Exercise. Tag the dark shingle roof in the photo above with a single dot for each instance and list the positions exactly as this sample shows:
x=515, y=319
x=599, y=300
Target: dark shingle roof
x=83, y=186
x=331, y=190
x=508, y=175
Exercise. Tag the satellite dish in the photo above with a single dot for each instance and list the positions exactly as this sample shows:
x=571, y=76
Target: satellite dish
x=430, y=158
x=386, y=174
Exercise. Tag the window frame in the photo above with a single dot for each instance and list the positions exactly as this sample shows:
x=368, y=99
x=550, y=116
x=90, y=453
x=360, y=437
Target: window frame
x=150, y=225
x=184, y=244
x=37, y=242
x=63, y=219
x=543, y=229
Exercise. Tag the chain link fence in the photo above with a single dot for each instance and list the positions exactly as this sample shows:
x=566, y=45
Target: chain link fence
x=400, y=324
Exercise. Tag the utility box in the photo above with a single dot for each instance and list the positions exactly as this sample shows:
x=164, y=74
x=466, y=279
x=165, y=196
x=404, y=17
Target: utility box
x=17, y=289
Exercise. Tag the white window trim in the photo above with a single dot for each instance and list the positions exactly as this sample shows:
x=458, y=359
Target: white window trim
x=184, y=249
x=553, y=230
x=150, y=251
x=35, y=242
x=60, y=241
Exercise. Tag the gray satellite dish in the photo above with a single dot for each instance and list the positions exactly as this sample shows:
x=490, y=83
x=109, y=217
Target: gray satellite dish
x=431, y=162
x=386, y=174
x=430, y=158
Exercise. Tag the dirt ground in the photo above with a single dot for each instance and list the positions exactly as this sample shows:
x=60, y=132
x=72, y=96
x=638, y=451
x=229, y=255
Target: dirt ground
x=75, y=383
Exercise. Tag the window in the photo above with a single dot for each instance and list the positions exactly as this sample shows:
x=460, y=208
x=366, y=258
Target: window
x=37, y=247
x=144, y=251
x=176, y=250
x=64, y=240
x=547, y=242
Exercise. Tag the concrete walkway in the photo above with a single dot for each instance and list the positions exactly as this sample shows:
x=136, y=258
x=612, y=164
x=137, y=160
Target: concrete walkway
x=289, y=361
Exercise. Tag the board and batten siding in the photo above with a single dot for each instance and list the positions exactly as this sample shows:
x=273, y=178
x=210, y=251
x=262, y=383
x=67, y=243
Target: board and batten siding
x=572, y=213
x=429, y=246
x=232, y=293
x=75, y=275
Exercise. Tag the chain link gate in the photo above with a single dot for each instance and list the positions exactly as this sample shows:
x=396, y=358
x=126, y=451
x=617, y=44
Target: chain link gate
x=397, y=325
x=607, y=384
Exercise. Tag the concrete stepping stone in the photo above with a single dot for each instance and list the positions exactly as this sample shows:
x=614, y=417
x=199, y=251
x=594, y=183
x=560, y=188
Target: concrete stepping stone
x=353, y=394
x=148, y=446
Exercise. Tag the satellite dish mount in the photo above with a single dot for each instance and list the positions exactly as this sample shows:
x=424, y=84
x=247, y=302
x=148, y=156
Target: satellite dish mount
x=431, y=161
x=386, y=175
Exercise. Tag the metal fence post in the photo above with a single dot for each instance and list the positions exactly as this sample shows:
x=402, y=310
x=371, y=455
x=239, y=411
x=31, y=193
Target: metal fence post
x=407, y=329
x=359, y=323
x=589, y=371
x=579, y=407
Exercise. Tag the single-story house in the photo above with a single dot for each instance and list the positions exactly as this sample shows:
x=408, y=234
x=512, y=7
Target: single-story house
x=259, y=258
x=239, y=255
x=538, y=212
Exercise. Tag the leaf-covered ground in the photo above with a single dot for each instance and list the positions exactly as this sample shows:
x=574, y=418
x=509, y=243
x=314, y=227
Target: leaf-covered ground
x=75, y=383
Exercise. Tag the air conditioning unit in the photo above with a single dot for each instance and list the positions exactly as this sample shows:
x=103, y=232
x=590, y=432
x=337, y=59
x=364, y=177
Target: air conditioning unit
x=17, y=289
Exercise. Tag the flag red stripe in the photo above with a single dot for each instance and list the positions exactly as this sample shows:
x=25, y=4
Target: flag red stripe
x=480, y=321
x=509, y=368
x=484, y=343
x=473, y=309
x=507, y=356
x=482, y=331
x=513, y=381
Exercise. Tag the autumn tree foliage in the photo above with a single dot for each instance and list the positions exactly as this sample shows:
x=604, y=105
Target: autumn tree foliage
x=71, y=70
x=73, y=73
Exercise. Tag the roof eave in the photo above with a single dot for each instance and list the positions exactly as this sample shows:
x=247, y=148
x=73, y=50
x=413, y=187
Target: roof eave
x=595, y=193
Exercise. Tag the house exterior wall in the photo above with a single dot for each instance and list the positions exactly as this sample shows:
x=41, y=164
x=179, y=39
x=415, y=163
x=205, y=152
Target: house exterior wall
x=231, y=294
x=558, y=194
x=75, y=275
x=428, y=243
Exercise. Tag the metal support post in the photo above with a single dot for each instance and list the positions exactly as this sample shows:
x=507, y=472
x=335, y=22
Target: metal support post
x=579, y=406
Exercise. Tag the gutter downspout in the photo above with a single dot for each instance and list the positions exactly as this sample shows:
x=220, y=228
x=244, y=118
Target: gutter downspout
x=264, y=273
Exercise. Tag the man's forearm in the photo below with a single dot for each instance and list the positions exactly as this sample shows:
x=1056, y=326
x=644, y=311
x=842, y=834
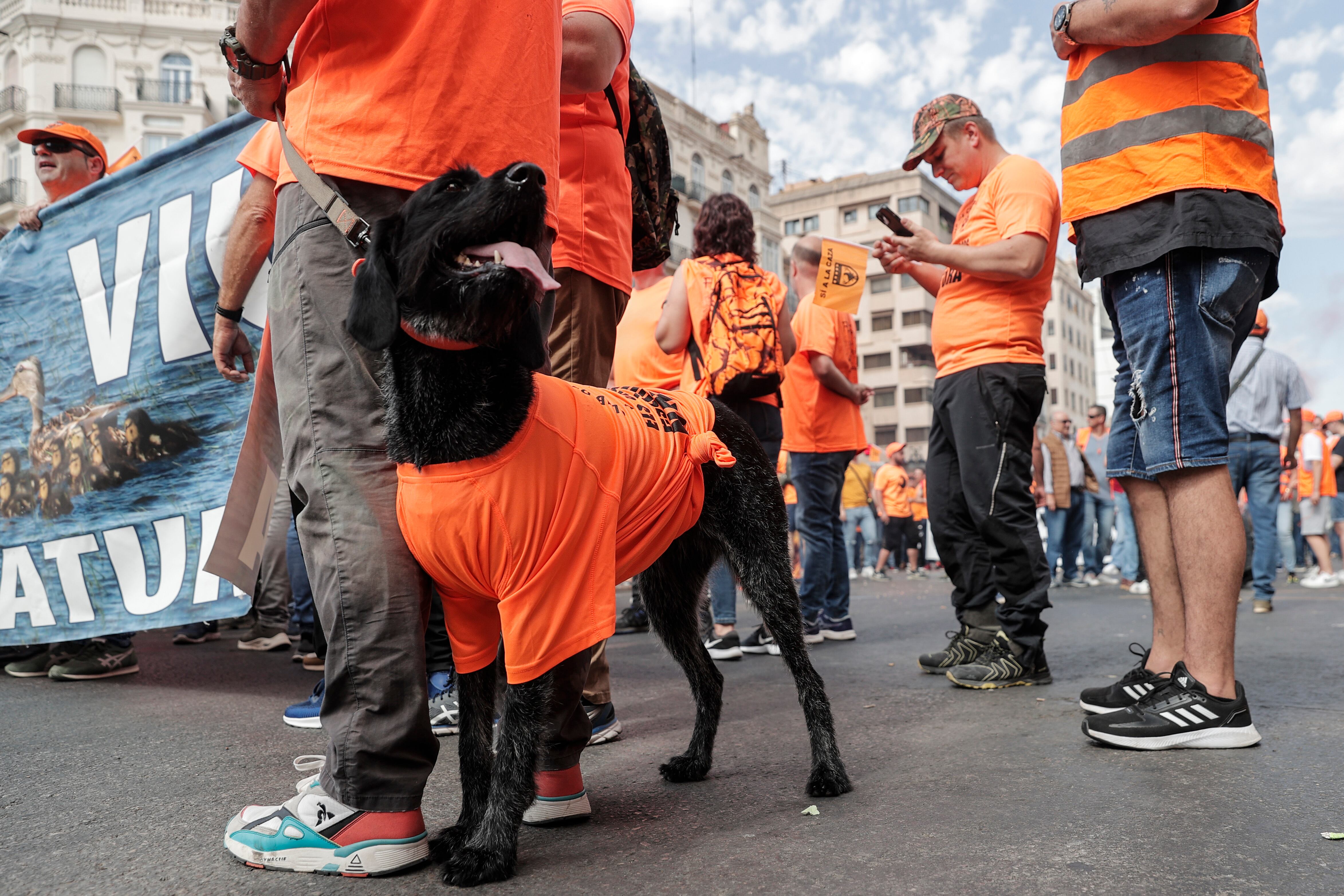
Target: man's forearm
x=1135, y=23
x=267, y=27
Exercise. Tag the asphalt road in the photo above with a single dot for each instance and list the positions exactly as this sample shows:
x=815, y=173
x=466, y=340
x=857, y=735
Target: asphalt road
x=124, y=786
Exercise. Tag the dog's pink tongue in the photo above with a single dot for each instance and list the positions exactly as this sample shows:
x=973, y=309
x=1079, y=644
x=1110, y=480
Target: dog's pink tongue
x=521, y=259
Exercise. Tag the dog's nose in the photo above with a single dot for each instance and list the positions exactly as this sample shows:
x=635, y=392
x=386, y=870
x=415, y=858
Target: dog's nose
x=523, y=172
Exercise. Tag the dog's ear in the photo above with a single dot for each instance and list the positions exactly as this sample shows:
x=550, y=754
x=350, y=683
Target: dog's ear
x=374, y=314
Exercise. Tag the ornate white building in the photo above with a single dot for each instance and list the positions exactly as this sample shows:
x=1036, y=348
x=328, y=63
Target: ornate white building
x=138, y=73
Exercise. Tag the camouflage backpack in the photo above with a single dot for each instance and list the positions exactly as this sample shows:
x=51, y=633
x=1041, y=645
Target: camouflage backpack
x=652, y=198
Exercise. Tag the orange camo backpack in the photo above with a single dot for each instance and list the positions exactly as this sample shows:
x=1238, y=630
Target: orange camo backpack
x=742, y=355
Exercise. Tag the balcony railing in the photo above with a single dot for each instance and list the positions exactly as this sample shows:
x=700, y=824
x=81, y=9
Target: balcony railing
x=14, y=100
x=13, y=191
x=88, y=99
x=155, y=90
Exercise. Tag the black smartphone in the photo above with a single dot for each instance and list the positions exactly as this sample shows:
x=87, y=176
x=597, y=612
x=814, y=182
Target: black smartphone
x=893, y=222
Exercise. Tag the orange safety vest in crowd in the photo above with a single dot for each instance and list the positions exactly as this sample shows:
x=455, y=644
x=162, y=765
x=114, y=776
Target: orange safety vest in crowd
x=1191, y=112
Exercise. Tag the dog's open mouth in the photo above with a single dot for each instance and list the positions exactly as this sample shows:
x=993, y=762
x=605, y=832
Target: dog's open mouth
x=476, y=260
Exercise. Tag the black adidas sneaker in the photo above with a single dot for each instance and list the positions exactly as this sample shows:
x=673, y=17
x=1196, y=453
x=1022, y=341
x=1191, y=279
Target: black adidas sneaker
x=998, y=667
x=1138, y=683
x=1179, y=714
x=961, y=649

### Assignment
Copy every record exactly as it appears, apart from any pictures.

### Written reply
Exercise. Tag the dark shingle roof in the photo above with a single dot for each instance and list the positions exactly as this sample shows:
x=515, y=319
x=599, y=300
Target: dark shingle roof
x=83, y=186
x=331, y=190
x=508, y=175
Exercise. Tag the satellite dish in the photo above with a single dot for each instance and list the positions exactly as this sample shows:
x=571, y=76
Target: satellite dish
x=430, y=158
x=386, y=174
Exercise. Tag the window frame in the photo above with a single dot for each instance and list the positions exactly as this sample shows:
x=368, y=99
x=550, y=116
x=90, y=453
x=360, y=437
Target: window frame
x=150, y=225
x=184, y=244
x=37, y=242
x=63, y=219
x=543, y=229
Exercise. Tag the chain link fence in the photo above with a single dot for each instance and list the positions exactly as this sample shows:
x=566, y=45
Target: chain link fence
x=400, y=324
Exercise. Tag the utility box in the photo above with a single dot for each instance and list the positions exactly as this sample shows:
x=164, y=74
x=466, y=279
x=165, y=196
x=404, y=17
Target: utility box
x=17, y=289
Exercise. Tag the white window trim in the photo above with a single dot for each instance and list the positions exactly as this sample shows:
x=458, y=359
Target: white window trim
x=184, y=249
x=553, y=230
x=150, y=251
x=35, y=242
x=60, y=241
Exercise. Tag the gray satellite dish in the photo above with a single dot for each instance and list the positions exactly as this sample shows:
x=490, y=83
x=109, y=217
Target: gray satellite dish
x=431, y=162
x=386, y=174
x=430, y=158
Exercise. Tag the dirt ground in the photo above with a single dot for each instance and list the positions exactly as this sample shows:
x=60, y=132
x=72, y=96
x=638, y=451
x=229, y=255
Target: dirt ground
x=75, y=383
Exercise. Tag the window in the photo above with a single dot for each instance and list the positions exactly as this sample shows:
x=460, y=208
x=366, y=258
Target: window
x=37, y=247
x=144, y=251
x=176, y=250
x=64, y=240
x=547, y=242
Exercise. Tag the concrete walkway in the photo above with a single dot for each instance and list the positions exactly as this sample shows:
x=136, y=258
x=612, y=164
x=137, y=160
Target: concrete walkway
x=289, y=361
Exercise. Tag the board and batten siding in the photo above with a single dot for each instance and list the positions exactly as this sample shows:
x=273, y=178
x=210, y=251
x=262, y=383
x=67, y=243
Target: board and batten siding
x=572, y=213
x=429, y=246
x=232, y=293
x=75, y=275
Exercise. Tag the chain link gate in the photo above with a single dot for each instance and list the positions exactly as this sample shows:
x=396, y=358
x=126, y=451
x=617, y=44
Target: chain link gate
x=397, y=325
x=607, y=384
Exercise. Tag the concrete stepping stone in the photo above with a single dot for each instance and list the positions exactly as this sample shows:
x=614, y=417
x=199, y=251
x=594, y=183
x=560, y=188
Target: concrete stepping stone
x=353, y=394
x=148, y=446
Exercise. Tag the satellite dish mount in the photo above with a single dot for each instance and list the positions exactly as this sample shows:
x=424, y=84
x=247, y=302
x=148, y=156
Target: satellite dish mount
x=431, y=161
x=386, y=175
Exercise. Tag the metal fence post in the photo above with a single dot for each instance and list the positions exactly as this sample shows:
x=402, y=310
x=371, y=455
x=239, y=411
x=31, y=193
Target: metal fence post
x=407, y=329
x=359, y=323
x=589, y=371
x=579, y=407
Exercise. Tag the single-story house in the photo above with a single dot for each instance and list the positions exactly as this sample shows:
x=408, y=234
x=512, y=7
Target: single-story house
x=259, y=258
x=239, y=255
x=538, y=212
Exercise. Tag the leaf-covered ground in the photo above with a single dot for each instance and list the positions exactly as this sample shows:
x=574, y=418
x=509, y=243
x=314, y=227
Target: leaf-covered ground
x=75, y=383
Exercise. Tag the air conditioning unit in the photo above with a single dot for each instance and list the positions exactly as this sample shows:
x=103, y=232
x=590, y=432
x=337, y=59
x=364, y=177
Target: air conditioning unit
x=17, y=289
Exercise. Tag the flag red stripe in the photo above with a single dot for each instance and list the positions exactly as this sample shows:
x=25, y=4
Target: flag red stripe
x=480, y=321
x=509, y=368
x=484, y=343
x=473, y=309
x=507, y=356
x=482, y=331
x=513, y=381
Exercise. Tag the autumn tree foliage in the photo above with a single dot for each instance and list the positions exactly as this sample shows:
x=604, y=105
Target: autumn tree foliage
x=71, y=70
x=73, y=73
Exercise. Tag the roof eave in the photo above with a single dot for each instance and list the positions exactly as this sample shows:
x=247, y=148
x=73, y=50
x=413, y=187
Target: roof eave
x=595, y=193
Exercise. Tag the house exterior wall in the photo above with a single dot for each instance and list the positions exactly as this sample shows:
x=41, y=164
x=179, y=39
x=415, y=163
x=205, y=152
Target: house exterior wall
x=231, y=294
x=558, y=194
x=75, y=275
x=428, y=243
Exercise. Tag the metal support post in the photo above with a single dot for each instance and list the positions exactly as this sample shows:
x=507, y=472
x=335, y=22
Target: metal support post
x=579, y=406
Exercise. Tag the gutter downspout in the photo above with a single dot for each instance and list the positions exactly as this sample shows:
x=220, y=228
x=244, y=118
Target: gutter downspout
x=264, y=273
Exercise. Tag the man's forearm in the photo below with a single dot for each instance and list the positions exactly as this sample shows:
x=1056, y=326
x=644, y=311
x=842, y=834
Target: man's forearm
x=1135, y=23
x=267, y=27
Exercise. Tag the asphalt road in the photo above with a single dot for each instance and list the positions exactly as this sample shows:
x=815, y=173
x=466, y=340
x=857, y=735
Target: asphalt road
x=124, y=786
Exercise. Tag the dog's pink tongue in the photo above with a single dot for each instance and list the positions exactly as this sample shows:
x=973, y=309
x=1079, y=644
x=1110, y=480
Target: dog's pink tongue
x=521, y=259
Exercise. Tag the dog's nose in the photo above with a single dot for each instance and list the positions exactly as this sample shows:
x=635, y=392
x=386, y=870
x=415, y=858
Target: dog's nose
x=523, y=172
Exercise. Tag the dog's ear in the photo above with a single dot for each instance and list the positions exactly as this sample shows:
x=550, y=754
x=350, y=683
Target: dog's ear
x=374, y=314
Exercise. Tag the ornate white building in the photo above with a single dot for each instance and list the positions exactly as this sample shows:
x=1036, y=348
x=328, y=63
Target: ornate white building
x=138, y=73
Exercise. Tag the camouflage backpack in the photo above with a single dot for each instance and list the positions exactly as this sample shows:
x=51, y=633
x=1041, y=645
Target: camouflage backpack
x=652, y=198
Exercise. Tag the orange camo backpack in the photo above with a single dot for each instance and list the positions exactly as this sample shows:
x=1238, y=630
Target: orange camo backpack
x=742, y=355
Exercise. Tag the balcony railing in the photo above with a single dot for each instance and list the positions exactly as this sample shows:
x=700, y=824
x=81, y=9
Target: balcony railing
x=14, y=100
x=13, y=191
x=88, y=99
x=155, y=90
Exercise. Tag the black smartphone in the photo above with a single dot for each instance and list the positions exactly as this sample shows:
x=87, y=176
x=597, y=612
x=814, y=182
Target: black smartphone
x=893, y=222
Exercise. Tag the orange safety vest in crowd in the photo above with a single dot for each instance and list the positions exactly as this sample shows:
x=455, y=644
x=162, y=765
x=114, y=776
Target: orange safety vest in crowd
x=1191, y=112
Exercise. Tag the dog's open mouth in the photo above with a single dot for each instance and list the positions exactly as this sample shows:
x=993, y=762
x=605, y=832
Target: dog's open mouth
x=476, y=260
Exercise. Tag the black adidas sneaker in the photo above with a single dot for each instance and list the positions exactly as this sample shows:
x=673, y=17
x=1196, y=453
x=1022, y=341
x=1191, y=279
Target: black adidas sneaker
x=998, y=667
x=1138, y=683
x=1179, y=714
x=961, y=649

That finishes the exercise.